FRAGMENTO PROPORCIONADO:
A pocos pasos de la muralla blanca hay un camino público que conduce hasta el mar. Parece que algún vecino lleva años intentando que nadie pueda pasar por allí, porque hay ramas y palmas secas esparcidas por los peldaños sobre los cuales, incluso, se levantan pinos fornidos. Los últimos alcaldes de Son Servera se habrán sumado a la iniciativa, porque las brigadas de limpieza no se acercan al lugar. Al final del camino se abre el mar, que azota con suavidad una pequeña cala donde toman el sol algunos pocos vecinos.

Tal cual fuera la proa de un buque, a la derecha se levanta un muro en piedra viva que rompe las olas. La costa ha sido arrasada pero decorosamente encimentada. En lo alto se aprecian unas barandillas blancas detrás de las cuales está la piscina pública de la familia Ramírez. La terraza-solarium es amplia, con grandes pinos y césped detrás. Poco más se puede ver. Hay que trepar por unas rocas si se quiere pasar. Da igual: en lo alto, un guarda impedirá el paso. «Cuidado que voy armado», le dijo uno a la fotógrafa Teresa Ayuga cuando ésta se disponía a captar el espacio. «Espero que no me pegues un tiro», respondió ella bromeando.

Tiene gracia: la piscina y el solarium fueron legalizados por el ministro Jaume Matas en 2001 con carácter «general, público y gratuito», algo que habría que agradecer a quien hoy es presidente del Govern balear. La orden ministerial exige un vial de acceso a las instalaciones, pero no existe. Por no haber, tampoco hay socorristas, ni el chiringuito con el que se supone debe sufragarse la explotación. De hecho, el conjunto aparece cerrado al exterior, integrado en la propiedad privada, algo imposible, se mire como se mire. Pero así de contradictoria es a veces la realidad.

INSTRUCCIÓN DADA:
Indica en qué año legalizó el ministro Jaume Matas la piscina y el solarium, según el fragmento proporcionado.

LISTADO DE DATOS:
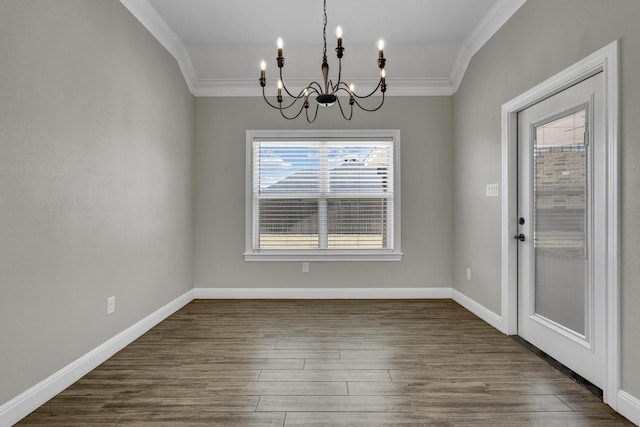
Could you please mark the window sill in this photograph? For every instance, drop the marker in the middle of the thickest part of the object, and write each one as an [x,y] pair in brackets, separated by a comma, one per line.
[323,256]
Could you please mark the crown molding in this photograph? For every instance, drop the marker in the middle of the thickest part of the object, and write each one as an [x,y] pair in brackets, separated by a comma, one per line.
[486,28]
[158,27]
[149,17]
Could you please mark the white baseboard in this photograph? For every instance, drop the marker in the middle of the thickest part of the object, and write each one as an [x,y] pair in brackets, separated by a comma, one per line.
[22,405]
[28,401]
[628,406]
[479,310]
[322,293]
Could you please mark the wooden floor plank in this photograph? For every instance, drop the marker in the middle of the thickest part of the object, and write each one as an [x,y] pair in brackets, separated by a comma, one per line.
[324,363]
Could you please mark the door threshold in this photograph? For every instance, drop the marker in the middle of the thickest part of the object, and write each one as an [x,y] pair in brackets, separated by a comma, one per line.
[594,389]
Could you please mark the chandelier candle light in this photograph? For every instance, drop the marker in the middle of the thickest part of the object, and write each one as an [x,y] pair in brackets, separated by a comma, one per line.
[325,94]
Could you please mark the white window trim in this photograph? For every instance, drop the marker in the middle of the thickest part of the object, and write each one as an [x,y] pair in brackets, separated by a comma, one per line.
[394,254]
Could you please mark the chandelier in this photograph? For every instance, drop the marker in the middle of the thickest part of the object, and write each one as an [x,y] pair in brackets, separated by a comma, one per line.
[325,94]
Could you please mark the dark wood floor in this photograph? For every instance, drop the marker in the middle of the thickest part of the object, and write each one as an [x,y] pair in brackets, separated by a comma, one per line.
[325,363]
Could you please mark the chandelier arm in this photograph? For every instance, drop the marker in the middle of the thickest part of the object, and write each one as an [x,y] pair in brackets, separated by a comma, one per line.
[355,95]
[315,115]
[342,111]
[370,110]
[269,103]
[344,87]
[291,117]
[325,94]
[339,74]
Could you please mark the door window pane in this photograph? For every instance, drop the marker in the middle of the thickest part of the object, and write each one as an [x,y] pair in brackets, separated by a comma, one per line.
[560,215]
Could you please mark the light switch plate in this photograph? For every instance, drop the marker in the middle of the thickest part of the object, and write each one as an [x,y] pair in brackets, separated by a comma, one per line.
[493,190]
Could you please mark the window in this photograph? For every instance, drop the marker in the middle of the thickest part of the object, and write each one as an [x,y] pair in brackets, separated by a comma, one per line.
[323,195]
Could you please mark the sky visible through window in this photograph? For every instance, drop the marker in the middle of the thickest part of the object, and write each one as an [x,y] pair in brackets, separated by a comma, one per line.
[281,161]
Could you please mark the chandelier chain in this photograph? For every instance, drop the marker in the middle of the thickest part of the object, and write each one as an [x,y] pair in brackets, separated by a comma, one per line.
[324,31]
[327,94]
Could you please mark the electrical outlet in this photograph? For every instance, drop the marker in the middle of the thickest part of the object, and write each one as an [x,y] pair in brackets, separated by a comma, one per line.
[111,305]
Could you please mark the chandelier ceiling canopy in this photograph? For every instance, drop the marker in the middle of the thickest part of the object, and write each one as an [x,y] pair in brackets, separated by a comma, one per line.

RESPUESTA:
En 2001.